* **BEREITGESTELLTER AUSZUG**:
***
Fritz Ulmer (Name geändert) wohnt seit über drei Jahrzehnten in einer Dreieinhalb-Zimmer-Wohnung in Dübendorf ZH. Er zahlte pro Monat einen Mietzins von 1303 Franken netto. Sein Vermieter, ein Versicherungskonzern, liess nach über 30 Jahren die heruntergekommene Liegenschaft mit Dutzenden Wohnungen sanieren. Danach verlangte die Versicherung von ihren Mietern massiv höhere Mieten. Ulmer sollte 1928 Franken netto bezahlen – ein Aufschlag von 48 Prozent.
Das liess sich Ulmer nicht gefallen und ging gerichtlich dagegen vor. Denn eine Mietzinserhöhung ist nur gerechtfertigt, wenn die Wohnungen nach einer Renovation einen höheren Wert haben. Die Kosten für Arbeiten, die den Wert einer Liegenschaft nicht vermehren, dürfen nicht an die Mieter überwälzt werden. Denn der Unterhalt ist im Mietzins inbegriffen.
Vor Gericht musste die Versicherung ihre Investitionen in den Mehrwert beweisen und die Bauabrechnung vorlegen. Die Kosten der Sanierung bezifferte sie auf 16 Millionen Franken.
Die Bauabrechnung war fehlerhaft
Das Mietgericht stellte fest, dass die Abrechnung zahlreiche unzulässige Posten enthielt:
413 000 Franken für Baukreditzinsen, obwohl der Versicherungskonzern gar keinen Baukredit aufnehmen musste.
426 000 Franken für die Projektleitung, die in einer Bauabrechnung nichts zu suchen haben.
***
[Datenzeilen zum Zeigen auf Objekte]
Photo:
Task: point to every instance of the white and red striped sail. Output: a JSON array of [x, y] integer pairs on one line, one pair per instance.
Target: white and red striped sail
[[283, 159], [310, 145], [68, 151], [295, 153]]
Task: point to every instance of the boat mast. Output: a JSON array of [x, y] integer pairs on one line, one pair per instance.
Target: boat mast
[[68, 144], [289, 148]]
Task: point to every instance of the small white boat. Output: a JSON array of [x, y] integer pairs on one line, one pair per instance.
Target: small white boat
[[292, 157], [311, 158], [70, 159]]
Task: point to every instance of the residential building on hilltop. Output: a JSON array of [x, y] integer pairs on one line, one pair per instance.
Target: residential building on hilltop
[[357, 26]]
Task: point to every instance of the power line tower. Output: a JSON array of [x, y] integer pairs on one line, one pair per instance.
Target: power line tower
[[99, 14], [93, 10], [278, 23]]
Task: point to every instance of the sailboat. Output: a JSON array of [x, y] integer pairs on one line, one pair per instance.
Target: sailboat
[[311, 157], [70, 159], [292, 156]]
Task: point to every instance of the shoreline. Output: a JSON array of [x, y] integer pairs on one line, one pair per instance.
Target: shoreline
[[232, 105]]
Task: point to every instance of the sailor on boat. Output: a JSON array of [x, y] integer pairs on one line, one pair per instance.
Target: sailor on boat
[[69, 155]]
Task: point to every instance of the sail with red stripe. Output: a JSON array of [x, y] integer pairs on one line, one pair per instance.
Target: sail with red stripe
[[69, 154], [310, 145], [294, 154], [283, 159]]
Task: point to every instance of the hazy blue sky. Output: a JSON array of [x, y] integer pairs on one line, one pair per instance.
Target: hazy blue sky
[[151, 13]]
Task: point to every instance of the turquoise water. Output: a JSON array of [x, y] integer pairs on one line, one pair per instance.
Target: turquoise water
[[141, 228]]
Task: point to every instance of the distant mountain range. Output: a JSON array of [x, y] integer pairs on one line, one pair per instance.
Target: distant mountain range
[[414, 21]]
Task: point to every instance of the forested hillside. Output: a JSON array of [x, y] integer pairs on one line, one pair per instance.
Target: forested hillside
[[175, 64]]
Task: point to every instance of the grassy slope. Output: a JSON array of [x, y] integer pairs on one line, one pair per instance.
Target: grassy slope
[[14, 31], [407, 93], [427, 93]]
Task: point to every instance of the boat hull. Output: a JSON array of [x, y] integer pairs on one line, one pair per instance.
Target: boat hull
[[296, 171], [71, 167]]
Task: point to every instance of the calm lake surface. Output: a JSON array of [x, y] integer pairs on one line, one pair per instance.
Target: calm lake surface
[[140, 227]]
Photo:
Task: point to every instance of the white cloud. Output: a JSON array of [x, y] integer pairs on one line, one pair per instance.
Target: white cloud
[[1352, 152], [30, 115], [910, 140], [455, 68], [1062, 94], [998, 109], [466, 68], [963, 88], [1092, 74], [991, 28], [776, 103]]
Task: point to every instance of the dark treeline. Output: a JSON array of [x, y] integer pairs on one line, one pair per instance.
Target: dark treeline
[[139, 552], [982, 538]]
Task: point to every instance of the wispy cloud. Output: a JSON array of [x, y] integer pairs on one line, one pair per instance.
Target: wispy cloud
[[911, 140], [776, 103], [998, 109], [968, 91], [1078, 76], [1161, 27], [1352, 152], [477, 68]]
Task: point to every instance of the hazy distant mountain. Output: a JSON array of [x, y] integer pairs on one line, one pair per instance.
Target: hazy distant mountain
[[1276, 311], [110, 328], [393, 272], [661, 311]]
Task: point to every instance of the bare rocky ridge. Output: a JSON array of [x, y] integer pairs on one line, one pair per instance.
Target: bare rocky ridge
***
* **GESTELLTE AUFGABE 1**:
Gib aus dem Text zur Mietzinserhöhung den Abschnitt wortgetreu wieder, der bei den Worten „Das liess sich“ einsetzt und nach den Worten „im Mietzins inbegriffen.“ endet.
* **GESTELLTE AUFGABE 2**:
Transkribiere aus der Auflistung unverändert die Zeilen ab der Zeile mit „Task: point to every instance of the boat hull.“ bis einschließlich der Zeile mit „[[296, 171], [71, 167]]“.

* **ANTWORT ZUR AUFGABE 1**:
Das liess sich Ulmer nicht gefallen und ging gerichtlich dagegen vor. Denn eine Mietzinserhöhung ist nur gerechtfertigt, wenn die Wohnungen nach einer Renovation einen höheren Wert haben. Die Kosten für Arbeiten, die den Wert einer Liegenschaft nicht vermehren, dürfen nicht an die Mieter überwälzt werden. Denn der Unterhalt ist im Mietzins inbegriffen.

* **ANTWORT ZUR AUFGABE 2**:
Task: point to every instance of the boat hull. Output: a JSON array of [x, y] integer pairs on one line, one pair per instance.
Target: boat hull
[[296, 171], [71, 167]]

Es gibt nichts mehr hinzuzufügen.